** Stated task **
Copy out the records from the line with "instance of obus" up to and including the line with "[782, 409, 880, 444]", and nothing else. Keep the requests unchanged, and add -71 to every bounding box coordinate in the answers.

** Records contained in a dataset **
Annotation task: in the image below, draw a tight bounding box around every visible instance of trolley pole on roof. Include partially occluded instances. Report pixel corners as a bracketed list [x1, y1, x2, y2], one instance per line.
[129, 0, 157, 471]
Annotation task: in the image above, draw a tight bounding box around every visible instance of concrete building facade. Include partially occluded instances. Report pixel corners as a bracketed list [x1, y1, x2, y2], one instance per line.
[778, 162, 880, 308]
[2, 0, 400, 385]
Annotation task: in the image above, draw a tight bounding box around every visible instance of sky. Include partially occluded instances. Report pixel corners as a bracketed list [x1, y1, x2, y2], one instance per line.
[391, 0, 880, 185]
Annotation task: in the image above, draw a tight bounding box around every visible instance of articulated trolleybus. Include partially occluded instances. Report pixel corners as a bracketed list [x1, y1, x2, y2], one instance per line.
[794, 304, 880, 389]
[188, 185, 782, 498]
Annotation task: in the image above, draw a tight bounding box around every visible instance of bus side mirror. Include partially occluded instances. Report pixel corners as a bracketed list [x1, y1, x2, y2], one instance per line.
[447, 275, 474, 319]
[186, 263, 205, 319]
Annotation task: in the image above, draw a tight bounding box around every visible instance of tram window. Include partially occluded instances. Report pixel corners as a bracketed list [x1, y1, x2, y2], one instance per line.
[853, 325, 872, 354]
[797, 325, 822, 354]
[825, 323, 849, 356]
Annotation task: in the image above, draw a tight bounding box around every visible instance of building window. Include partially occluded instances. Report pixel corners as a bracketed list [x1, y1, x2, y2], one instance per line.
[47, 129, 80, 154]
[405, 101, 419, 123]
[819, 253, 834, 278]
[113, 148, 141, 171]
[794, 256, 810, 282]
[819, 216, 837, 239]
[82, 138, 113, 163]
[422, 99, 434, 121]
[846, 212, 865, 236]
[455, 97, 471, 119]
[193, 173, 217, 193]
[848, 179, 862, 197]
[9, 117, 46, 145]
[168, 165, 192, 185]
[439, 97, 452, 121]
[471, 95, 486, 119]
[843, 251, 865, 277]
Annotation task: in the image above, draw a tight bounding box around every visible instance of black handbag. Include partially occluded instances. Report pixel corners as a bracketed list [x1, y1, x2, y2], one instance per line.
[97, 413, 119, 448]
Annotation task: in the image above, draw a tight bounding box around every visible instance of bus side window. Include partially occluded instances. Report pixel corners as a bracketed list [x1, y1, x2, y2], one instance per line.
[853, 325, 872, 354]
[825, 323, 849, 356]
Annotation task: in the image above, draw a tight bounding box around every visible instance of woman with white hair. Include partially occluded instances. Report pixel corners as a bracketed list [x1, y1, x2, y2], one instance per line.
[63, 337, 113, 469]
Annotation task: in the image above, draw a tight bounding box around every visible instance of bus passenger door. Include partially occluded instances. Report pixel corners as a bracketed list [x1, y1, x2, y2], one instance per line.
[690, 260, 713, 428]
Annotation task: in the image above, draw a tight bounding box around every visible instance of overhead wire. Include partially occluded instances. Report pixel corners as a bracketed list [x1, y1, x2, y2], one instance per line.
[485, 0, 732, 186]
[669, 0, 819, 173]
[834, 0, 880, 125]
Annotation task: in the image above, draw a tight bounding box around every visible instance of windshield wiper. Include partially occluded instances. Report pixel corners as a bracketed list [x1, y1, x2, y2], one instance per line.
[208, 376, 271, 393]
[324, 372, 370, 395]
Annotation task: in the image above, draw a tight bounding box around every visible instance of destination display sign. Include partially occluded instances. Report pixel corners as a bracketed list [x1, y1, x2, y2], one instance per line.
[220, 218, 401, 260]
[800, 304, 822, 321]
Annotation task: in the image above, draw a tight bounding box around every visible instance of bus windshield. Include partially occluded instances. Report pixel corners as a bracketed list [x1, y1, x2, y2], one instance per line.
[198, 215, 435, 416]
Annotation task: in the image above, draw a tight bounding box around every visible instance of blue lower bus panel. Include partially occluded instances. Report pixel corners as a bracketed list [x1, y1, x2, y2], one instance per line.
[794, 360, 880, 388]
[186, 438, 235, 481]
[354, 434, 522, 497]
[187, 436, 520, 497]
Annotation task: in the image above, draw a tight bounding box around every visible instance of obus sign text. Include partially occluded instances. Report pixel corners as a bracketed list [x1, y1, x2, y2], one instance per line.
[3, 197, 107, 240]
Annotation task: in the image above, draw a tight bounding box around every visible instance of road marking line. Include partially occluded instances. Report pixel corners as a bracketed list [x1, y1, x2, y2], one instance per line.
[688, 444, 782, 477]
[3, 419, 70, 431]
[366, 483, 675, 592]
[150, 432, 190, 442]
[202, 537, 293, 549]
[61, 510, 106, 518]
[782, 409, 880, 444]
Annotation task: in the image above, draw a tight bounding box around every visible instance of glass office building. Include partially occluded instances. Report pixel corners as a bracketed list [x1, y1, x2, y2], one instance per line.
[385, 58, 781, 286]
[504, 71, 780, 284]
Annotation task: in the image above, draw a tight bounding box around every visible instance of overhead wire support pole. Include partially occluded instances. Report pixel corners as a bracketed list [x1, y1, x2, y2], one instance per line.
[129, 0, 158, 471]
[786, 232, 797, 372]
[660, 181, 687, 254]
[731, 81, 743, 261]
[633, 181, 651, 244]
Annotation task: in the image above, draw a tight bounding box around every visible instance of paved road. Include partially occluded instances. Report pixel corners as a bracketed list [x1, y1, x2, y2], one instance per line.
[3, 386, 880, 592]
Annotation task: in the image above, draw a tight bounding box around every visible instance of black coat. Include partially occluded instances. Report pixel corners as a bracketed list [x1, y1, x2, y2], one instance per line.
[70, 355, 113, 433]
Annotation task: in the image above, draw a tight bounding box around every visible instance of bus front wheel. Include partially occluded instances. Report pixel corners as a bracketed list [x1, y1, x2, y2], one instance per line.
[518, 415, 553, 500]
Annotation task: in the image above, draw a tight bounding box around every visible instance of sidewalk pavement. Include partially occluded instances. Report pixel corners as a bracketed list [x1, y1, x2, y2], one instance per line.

** Exercise answer **
Annotation task: in the image above, draw a tight bounding box around every visible instance of obus sign text. Include partially occluded instances. Report pixel corners as a bracketed list [x1, y1, x2, y2], one instance per line.
[-68, 126, 36, 169]
Annotation task: in the image above, draw a tight bounding box around every visible instance of road marking line. Include partially occluded instances. Report pixel corners as a bracketed list [x1, y1, x2, y2], one instance per line.
[617, 373, 711, 406]
[-68, 348, -1, 360]
[295, 412, 604, 521]
[79, 361, 119, 371]
[131, 466, 222, 478]
[-10, 439, 35, 447]
[711, 338, 809, 373]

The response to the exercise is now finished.